*Description of the task:* Go through the entries below and collect each line with the string "tree" in it.

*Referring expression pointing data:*

● ● ● ● ●

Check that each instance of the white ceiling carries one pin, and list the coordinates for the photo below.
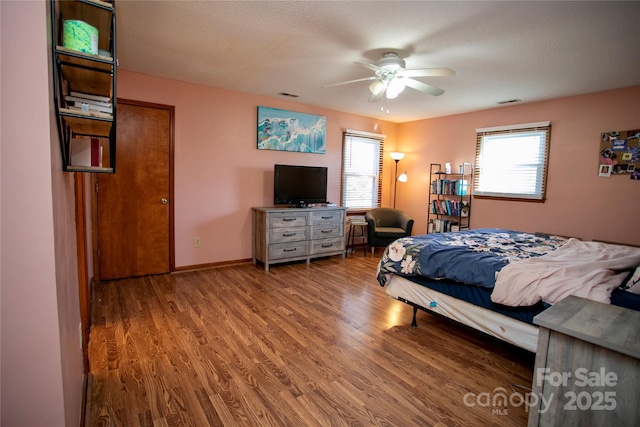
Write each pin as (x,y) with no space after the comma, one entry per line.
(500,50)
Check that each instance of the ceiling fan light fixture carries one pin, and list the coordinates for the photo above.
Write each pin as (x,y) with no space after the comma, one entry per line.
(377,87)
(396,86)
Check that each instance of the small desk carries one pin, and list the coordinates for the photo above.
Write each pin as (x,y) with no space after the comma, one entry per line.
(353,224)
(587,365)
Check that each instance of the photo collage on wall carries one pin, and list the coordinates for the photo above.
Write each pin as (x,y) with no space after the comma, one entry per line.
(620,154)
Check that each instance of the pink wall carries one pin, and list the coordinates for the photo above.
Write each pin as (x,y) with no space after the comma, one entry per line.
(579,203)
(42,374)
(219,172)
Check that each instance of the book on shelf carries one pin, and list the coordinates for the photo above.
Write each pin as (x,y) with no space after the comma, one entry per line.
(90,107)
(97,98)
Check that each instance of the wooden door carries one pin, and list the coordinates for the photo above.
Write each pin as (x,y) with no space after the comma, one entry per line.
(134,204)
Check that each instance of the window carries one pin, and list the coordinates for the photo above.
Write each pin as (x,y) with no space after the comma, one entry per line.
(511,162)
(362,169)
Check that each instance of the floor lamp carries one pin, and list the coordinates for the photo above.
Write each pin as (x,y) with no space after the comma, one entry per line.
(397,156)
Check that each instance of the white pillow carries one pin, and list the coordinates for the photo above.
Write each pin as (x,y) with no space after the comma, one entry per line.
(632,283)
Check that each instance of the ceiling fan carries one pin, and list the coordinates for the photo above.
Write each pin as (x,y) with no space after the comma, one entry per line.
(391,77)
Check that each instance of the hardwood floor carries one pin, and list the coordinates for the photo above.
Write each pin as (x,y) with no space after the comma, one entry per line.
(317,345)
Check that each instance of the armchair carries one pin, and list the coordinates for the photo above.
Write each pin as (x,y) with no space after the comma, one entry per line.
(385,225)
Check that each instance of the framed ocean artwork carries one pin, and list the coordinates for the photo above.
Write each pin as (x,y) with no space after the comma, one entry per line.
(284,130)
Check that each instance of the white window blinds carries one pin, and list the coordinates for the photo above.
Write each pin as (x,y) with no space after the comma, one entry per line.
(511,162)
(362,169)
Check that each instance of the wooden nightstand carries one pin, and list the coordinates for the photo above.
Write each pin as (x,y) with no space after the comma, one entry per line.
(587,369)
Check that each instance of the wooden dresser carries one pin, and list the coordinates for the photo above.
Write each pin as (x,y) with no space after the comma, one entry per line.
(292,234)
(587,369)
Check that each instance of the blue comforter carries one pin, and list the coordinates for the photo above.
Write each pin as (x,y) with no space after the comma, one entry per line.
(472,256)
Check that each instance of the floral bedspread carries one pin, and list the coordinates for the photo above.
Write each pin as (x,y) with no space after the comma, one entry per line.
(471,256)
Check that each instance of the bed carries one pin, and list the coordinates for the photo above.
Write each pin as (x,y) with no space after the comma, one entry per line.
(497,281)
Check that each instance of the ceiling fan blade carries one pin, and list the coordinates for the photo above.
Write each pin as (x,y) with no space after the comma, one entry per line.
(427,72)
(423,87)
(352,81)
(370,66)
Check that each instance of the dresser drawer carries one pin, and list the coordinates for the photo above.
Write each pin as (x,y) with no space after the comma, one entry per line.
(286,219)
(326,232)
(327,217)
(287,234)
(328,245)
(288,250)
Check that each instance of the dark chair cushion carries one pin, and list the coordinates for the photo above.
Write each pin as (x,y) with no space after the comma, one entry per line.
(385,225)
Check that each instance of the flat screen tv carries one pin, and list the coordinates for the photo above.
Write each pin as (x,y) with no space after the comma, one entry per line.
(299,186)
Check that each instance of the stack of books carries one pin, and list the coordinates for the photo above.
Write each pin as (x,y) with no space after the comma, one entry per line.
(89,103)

● ● ● ● ●

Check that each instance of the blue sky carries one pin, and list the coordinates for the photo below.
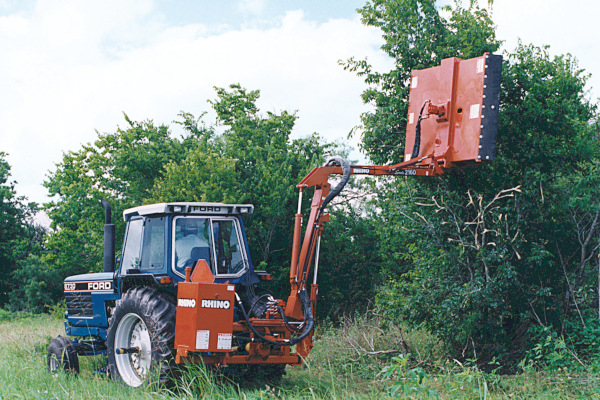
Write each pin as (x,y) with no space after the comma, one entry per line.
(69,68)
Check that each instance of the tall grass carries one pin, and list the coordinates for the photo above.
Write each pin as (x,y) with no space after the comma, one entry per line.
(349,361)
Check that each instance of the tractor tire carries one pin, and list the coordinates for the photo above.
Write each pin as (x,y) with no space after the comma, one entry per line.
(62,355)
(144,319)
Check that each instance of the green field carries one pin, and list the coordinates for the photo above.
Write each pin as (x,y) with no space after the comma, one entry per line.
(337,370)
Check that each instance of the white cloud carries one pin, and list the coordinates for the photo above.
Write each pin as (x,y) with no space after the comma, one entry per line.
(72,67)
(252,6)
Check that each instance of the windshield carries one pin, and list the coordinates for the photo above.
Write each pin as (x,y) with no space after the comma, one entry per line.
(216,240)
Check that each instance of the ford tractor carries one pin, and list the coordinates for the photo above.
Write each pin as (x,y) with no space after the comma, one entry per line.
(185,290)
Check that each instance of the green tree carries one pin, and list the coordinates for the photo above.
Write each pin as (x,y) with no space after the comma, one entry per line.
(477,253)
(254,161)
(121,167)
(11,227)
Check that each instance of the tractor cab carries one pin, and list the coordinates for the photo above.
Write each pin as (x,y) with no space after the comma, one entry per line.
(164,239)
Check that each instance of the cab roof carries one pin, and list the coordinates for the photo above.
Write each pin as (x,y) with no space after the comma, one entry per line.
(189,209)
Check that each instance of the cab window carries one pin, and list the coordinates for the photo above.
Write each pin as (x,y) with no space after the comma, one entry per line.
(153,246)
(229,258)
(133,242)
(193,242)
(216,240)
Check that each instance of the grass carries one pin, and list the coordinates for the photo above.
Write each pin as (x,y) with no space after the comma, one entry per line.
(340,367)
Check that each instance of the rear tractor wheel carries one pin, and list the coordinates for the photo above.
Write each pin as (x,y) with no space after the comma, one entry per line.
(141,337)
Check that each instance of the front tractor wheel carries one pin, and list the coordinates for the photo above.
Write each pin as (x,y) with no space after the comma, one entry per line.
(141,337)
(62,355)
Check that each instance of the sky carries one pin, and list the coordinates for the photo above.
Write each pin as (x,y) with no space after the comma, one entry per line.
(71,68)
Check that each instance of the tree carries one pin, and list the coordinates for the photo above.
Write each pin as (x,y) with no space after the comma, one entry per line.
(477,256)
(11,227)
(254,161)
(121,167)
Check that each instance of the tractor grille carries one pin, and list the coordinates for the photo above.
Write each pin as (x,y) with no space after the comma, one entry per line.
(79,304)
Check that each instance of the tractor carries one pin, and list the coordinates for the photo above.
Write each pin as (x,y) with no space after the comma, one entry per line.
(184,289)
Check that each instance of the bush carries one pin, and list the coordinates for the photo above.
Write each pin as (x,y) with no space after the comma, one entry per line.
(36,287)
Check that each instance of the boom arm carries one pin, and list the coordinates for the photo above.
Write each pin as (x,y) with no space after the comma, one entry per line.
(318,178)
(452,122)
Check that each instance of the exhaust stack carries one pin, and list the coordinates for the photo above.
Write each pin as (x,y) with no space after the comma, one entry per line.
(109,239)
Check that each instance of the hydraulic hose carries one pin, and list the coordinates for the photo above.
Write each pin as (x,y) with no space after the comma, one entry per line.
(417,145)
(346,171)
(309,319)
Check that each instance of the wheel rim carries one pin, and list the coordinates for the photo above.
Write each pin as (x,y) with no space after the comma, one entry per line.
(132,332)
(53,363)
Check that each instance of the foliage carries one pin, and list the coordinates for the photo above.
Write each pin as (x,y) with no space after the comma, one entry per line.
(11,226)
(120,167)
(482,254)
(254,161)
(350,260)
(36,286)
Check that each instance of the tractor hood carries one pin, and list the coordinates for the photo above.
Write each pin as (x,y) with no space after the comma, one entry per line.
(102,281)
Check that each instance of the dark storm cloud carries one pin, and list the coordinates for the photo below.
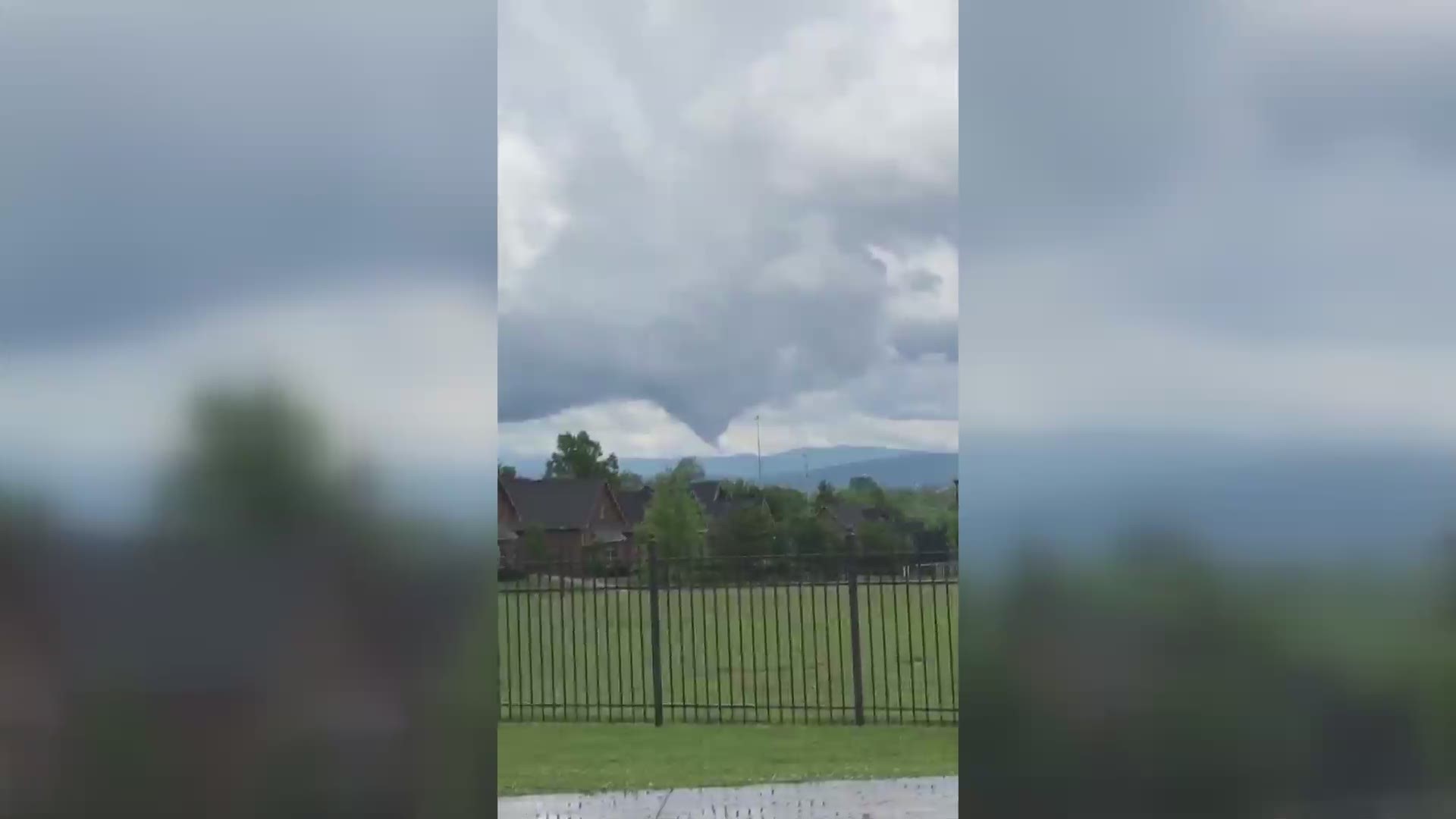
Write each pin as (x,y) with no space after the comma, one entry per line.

● ● ● ● ●

*Finished exercise:*
Check that each instance of the green tree carries one pin, and list the coordinates for the photo above.
Check that each instance of the tree carries one pin, and list the coordinates for the photo above.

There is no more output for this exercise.